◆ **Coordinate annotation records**
-- START --

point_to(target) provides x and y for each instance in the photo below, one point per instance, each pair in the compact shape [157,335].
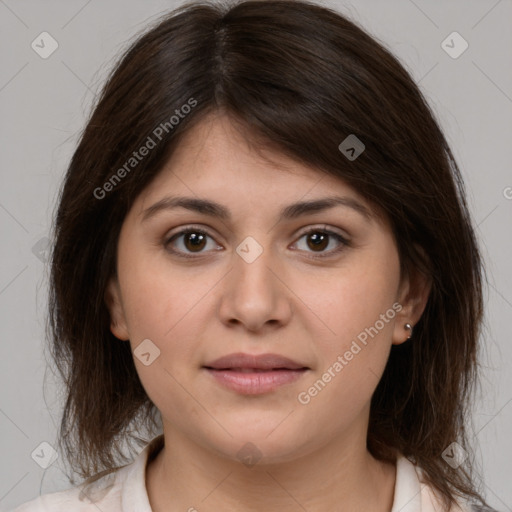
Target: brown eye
[190,241]
[194,241]
[318,240]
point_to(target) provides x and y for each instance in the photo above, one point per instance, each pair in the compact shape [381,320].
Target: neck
[340,475]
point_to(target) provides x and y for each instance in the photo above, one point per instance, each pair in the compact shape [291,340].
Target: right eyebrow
[292,211]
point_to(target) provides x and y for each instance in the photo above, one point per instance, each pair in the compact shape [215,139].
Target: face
[319,286]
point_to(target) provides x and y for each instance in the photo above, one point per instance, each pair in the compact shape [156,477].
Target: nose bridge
[252,263]
[254,295]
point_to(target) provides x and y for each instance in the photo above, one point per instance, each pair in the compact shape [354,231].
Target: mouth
[255,374]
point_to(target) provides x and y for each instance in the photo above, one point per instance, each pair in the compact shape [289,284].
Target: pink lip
[258,362]
[255,383]
[255,374]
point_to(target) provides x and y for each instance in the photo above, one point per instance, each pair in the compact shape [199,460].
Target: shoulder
[103,491]
[109,491]
[413,492]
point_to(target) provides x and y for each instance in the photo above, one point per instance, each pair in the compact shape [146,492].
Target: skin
[313,456]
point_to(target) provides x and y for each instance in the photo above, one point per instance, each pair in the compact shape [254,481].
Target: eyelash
[192,229]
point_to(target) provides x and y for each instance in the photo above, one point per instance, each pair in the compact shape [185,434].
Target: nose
[255,295]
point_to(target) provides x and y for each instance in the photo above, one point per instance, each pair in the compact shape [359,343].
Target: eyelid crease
[342,239]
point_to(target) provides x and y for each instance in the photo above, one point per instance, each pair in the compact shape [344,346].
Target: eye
[318,239]
[190,240]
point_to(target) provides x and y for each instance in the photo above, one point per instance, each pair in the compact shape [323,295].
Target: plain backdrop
[44,103]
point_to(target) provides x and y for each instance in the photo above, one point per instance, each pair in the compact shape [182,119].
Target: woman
[263,249]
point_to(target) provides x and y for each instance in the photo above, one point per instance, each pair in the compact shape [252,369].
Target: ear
[413,295]
[114,305]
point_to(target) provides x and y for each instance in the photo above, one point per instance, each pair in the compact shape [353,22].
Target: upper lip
[258,362]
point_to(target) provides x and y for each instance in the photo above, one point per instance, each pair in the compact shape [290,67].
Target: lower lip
[257,382]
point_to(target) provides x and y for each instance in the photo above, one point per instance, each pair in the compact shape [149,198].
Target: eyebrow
[217,210]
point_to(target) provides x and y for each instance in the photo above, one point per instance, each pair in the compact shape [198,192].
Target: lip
[241,360]
[255,374]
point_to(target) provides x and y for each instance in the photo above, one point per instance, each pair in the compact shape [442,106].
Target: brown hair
[300,77]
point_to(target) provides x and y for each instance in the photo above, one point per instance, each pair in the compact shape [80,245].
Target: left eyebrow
[292,211]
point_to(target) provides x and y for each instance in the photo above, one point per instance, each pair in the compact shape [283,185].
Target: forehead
[219,159]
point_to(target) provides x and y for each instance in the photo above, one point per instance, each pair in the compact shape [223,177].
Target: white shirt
[125,490]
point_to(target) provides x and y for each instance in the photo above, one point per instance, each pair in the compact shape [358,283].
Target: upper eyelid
[302,232]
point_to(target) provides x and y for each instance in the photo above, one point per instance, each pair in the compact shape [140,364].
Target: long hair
[302,78]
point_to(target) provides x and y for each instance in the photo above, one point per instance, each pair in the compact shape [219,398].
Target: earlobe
[413,297]
[113,302]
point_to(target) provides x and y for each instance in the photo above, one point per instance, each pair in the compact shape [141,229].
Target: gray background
[44,104]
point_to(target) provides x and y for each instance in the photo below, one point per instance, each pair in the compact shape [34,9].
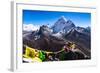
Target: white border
[17,62]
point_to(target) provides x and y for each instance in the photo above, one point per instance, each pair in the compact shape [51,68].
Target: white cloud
[30,27]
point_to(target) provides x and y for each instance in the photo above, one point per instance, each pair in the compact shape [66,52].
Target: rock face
[54,38]
[62,25]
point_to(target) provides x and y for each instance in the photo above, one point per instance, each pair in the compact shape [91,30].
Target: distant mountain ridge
[54,38]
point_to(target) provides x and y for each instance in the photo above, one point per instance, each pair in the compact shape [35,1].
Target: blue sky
[50,17]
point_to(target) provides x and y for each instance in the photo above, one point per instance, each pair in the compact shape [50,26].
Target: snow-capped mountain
[62,25]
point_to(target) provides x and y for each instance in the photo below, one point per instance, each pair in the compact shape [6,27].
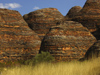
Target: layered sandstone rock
[94,51]
[73,11]
[89,16]
[67,42]
[17,40]
[41,20]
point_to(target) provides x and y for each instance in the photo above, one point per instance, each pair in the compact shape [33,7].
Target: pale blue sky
[26,6]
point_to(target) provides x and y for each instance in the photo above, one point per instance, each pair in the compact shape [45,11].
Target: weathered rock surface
[89,16]
[73,11]
[67,42]
[17,40]
[41,20]
[94,51]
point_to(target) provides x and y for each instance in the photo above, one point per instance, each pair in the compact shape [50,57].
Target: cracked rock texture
[41,20]
[17,40]
[94,51]
[67,42]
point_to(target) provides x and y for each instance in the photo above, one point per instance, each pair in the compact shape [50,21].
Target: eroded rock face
[67,42]
[17,40]
[89,16]
[94,51]
[73,11]
[41,20]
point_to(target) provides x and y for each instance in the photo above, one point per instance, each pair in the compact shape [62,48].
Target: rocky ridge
[67,42]
[17,40]
[41,20]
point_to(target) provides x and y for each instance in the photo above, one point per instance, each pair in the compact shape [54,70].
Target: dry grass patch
[63,68]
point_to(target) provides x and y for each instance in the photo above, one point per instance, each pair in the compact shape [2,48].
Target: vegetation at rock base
[39,58]
[89,67]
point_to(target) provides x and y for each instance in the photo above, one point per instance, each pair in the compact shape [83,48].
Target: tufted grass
[91,67]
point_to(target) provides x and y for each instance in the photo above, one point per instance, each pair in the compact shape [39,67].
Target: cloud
[10,5]
[36,8]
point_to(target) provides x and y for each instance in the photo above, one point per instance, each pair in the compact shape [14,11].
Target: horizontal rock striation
[41,20]
[94,51]
[17,40]
[67,42]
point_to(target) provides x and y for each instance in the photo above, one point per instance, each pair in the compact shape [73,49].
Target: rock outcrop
[94,51]
[67,42]
[17,40]
[89,16]
[41,20]
[73,11]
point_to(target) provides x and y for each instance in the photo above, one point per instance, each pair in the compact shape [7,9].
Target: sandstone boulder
[41,20]
[89,16]
[17,40]
[67,42]
[94,51]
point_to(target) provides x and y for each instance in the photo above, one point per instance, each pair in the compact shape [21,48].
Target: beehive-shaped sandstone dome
[41,20]
[17,40]
[67,42]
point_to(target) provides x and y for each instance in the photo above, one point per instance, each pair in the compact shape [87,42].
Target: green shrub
[40,58]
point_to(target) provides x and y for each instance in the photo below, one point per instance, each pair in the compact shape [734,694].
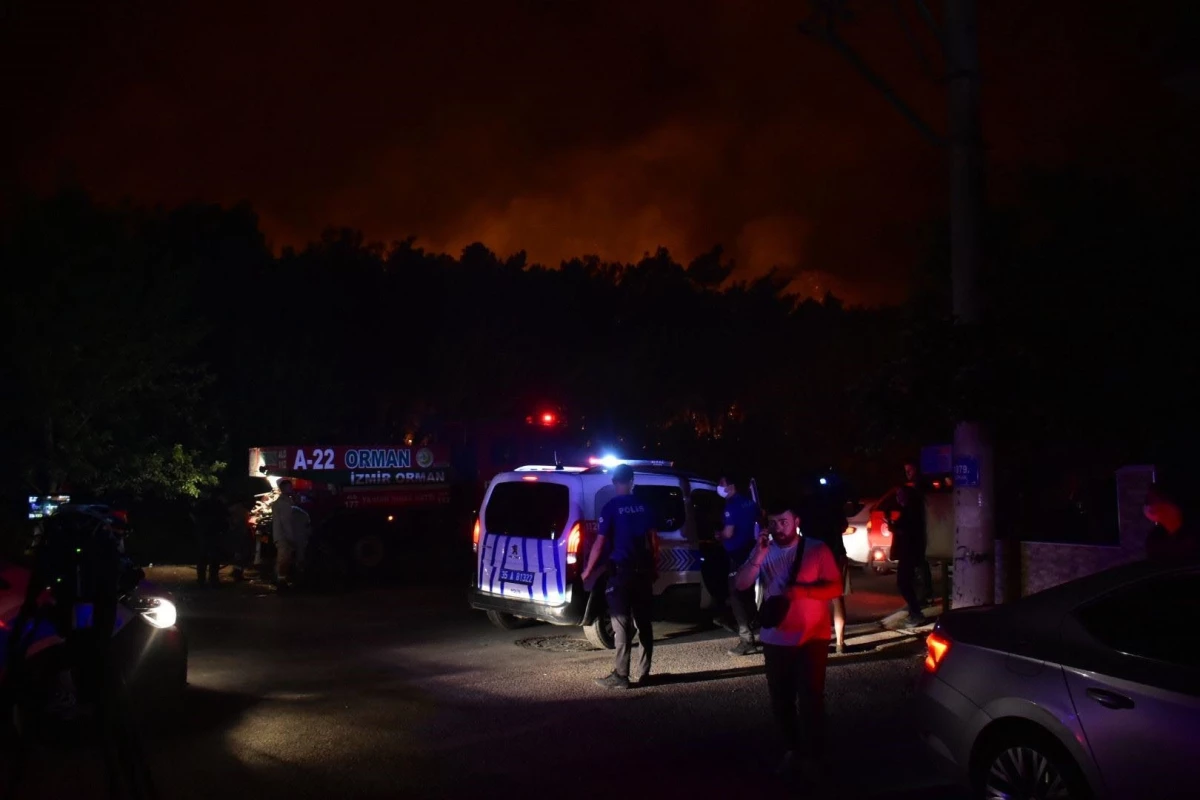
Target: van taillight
[936,647]
[573,543]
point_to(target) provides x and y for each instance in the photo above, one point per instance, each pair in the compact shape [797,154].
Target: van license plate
[514,576]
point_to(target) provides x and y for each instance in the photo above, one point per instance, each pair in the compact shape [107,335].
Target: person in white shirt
[282,525]
[796,648]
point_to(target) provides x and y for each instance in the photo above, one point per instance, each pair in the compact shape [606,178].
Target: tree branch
[928,16]
[911,35]
[828,34]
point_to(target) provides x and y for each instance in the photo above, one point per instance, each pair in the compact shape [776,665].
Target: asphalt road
[391,692]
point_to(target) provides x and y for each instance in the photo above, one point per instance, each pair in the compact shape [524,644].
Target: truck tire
[508,621]
[599,631]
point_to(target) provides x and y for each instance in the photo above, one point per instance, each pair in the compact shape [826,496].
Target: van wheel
[508,621]
[369,552]
[599,631]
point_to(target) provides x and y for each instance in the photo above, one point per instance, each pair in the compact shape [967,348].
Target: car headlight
[159,612]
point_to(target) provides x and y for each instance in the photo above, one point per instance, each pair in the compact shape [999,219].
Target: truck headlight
[159,612]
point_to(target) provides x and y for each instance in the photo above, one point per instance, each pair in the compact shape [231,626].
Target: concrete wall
[1044,565]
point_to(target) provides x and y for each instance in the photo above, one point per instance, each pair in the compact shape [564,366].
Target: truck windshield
[527,509]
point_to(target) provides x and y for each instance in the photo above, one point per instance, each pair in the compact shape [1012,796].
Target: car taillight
[573,543]
[936,647]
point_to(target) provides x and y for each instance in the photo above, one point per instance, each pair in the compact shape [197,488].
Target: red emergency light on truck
[372,503]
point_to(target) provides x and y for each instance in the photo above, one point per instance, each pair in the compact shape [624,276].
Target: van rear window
[527,509]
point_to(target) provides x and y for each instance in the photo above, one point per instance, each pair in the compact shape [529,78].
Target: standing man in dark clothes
[1173,539]
[210,521]
[909,549]
[628,539]
[738,537]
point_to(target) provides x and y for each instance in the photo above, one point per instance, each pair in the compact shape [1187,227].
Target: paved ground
[407,692]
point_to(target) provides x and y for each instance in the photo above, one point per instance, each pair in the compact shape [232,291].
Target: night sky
[567,127]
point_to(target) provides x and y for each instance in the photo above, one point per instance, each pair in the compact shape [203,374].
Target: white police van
[535,528]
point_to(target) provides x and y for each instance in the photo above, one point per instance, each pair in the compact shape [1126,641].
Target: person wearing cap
[1173,539]
[627,537]
[282,527]
[738,537]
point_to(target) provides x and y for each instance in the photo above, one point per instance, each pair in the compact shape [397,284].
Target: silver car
[1086,690]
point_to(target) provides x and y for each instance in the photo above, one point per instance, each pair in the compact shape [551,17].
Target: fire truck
[375,504]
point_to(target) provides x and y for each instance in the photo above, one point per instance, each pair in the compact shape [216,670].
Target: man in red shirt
[795,656]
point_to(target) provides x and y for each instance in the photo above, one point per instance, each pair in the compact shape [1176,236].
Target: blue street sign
[966,473]
[935,459]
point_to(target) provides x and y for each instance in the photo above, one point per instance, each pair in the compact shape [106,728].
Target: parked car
[1086,690]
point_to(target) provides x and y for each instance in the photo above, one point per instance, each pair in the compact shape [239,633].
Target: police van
[537,525]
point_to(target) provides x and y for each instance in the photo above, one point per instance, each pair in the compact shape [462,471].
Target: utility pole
[975,565]
[975,543]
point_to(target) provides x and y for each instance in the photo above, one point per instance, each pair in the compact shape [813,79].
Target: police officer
[627,537]
[739,536]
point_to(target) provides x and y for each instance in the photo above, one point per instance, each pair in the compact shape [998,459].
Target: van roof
[604,470]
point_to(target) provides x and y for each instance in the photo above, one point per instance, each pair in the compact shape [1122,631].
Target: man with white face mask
[738,537]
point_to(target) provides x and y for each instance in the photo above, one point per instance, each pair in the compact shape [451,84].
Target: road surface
[393,692]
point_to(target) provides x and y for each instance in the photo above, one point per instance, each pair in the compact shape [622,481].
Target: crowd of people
[227,531]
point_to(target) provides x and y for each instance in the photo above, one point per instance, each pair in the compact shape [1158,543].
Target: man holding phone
[796,644]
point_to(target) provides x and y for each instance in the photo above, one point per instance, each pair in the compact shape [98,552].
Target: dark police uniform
[742,512]
[627,523]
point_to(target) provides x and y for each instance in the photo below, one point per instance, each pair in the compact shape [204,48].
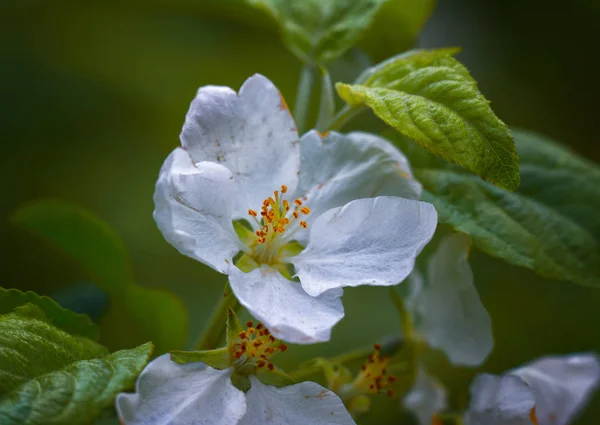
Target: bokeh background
[94,93]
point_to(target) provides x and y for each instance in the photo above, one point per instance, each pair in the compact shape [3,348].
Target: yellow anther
[255,346]
[373,376]
[276,216]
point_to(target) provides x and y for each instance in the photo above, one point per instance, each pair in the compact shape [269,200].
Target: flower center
[373,376]
[279,221]
[254,349]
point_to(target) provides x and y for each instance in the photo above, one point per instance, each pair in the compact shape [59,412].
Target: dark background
[94,93]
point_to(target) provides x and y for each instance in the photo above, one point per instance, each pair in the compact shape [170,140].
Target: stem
[345,115]
[217,323]
[327,105]
[303,98]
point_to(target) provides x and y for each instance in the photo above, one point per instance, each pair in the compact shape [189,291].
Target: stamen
[277,215]
[255,347]
[373,375]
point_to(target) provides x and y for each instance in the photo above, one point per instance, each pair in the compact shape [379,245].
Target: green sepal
[240,381]
[217,359]
[244,232]
[275,377]
[405,320]
[391,346]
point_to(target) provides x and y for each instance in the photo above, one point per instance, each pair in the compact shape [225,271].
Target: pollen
[373,377]
[255,347]
[277,221]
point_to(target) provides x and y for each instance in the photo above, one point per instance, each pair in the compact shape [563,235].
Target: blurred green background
[94,94]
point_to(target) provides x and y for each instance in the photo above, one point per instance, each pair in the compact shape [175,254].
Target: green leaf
[137,314]
[396,27]
[550,225]
[320,31]
[30,345]
[73,323]
[218,359]
[428,96]
[75,394]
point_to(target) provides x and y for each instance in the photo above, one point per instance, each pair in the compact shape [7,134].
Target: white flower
[446,308]
[352,210]
[549,391]
[196,394]
[426,398]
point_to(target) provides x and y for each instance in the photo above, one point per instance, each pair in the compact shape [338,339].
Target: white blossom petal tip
[371,241]
[499,400]
[562,385]
[193,209]
[306,403]
[426,398]
[285,308]
[450,312]
[339,168]
[251,133]
[191,394]
[548,391]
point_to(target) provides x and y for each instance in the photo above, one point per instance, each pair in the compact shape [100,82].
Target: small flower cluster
[256,345]
[367,226]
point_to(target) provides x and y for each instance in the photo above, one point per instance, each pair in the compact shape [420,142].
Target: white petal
[191,394]
[302,404]
[252,134]
[451,314]
[562,385]
[344,167]
[366,242]
[426,398]
[193,209]
[499,400]
[284,307]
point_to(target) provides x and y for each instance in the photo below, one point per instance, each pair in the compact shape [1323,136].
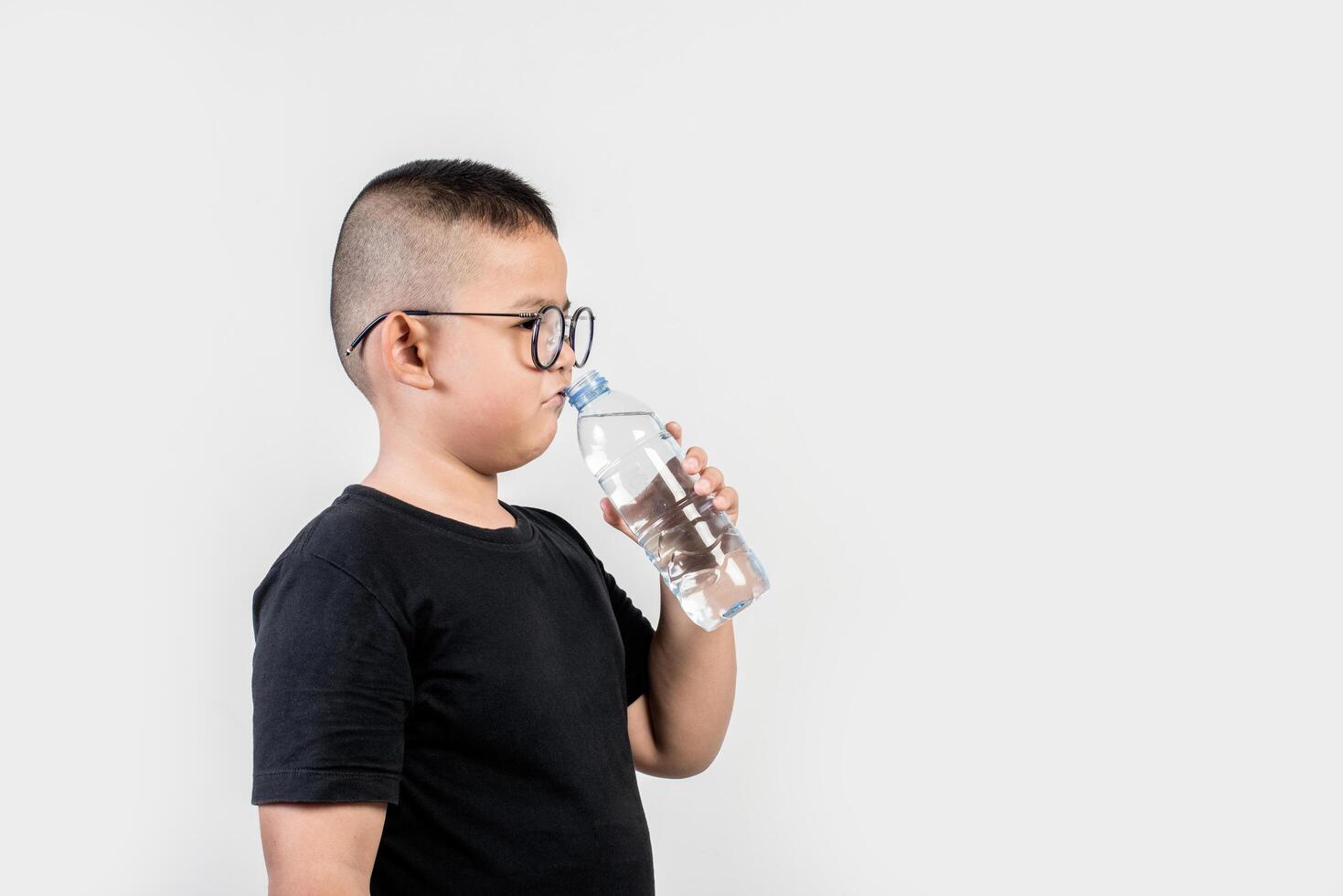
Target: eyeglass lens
[552,334]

-- END --

◆ **PROBLEM REQUIREMENTS**
Take the line containing "compact shape [563,235]." and all lines after it to the end of the data above, and reproduce them exactly, leaving out pictures. Nothing else belongs in the copy.

◆ **SOLUTION TO THIS TASK**
point_to(target) provides x and y for each instance in the photo above, one point per instance, each pair in the compact shape [563,235].
Target: blurred green background
[94,94]
point_to(target) provides x and y for each instance in the photo above, one point per instance, each pair in the compact shape [175,254].
Target: green leaf
[137,314]
[396,27]
[550,225]
[320,31]
[30,345]
[73,323]
[218,359]
[428,96]
[75,394]
point_to(target) provides x and y for each instance in the photo above, one point per instance, each pair in the compact shape [7,134].
Target: white flower
[446,308]
[352,210]
[549,391]
[196,394]
[426,398]
point_to(target) provides x and y for each instance in the photo above, one point per instance, each pair in the compact shape [338,339].
Target: white blossom petal tip
[371,241]
[499,400]
[562,385]
[193,209]
[306,403]
[426,398]
[285,308]
[450,312]
[339,168]
[251,133]
[191,394]
[548,391]
point_to(target) provides x and y for each instance in the photo above, one point per instance, each pair in the compact shape [100,82].
Target: small flower cluster
[256,345]
[367,226]
point_to(target) provides x and y for each instance in the photo above, one point per instance, each pair in the compact shape [420,142].
Target: white petal
[191,394]
[302,404]
[252,134]
[451,314]
[562,385]
[344,167]
[366,242]
[426,398]
[193,209]
[499,400]
[284,307]
point_to(target) provides x and y for each instance in the photo below, one point per instance, each pair in the compact shape [1323,136].
Target: eyeglass lens
[552,334]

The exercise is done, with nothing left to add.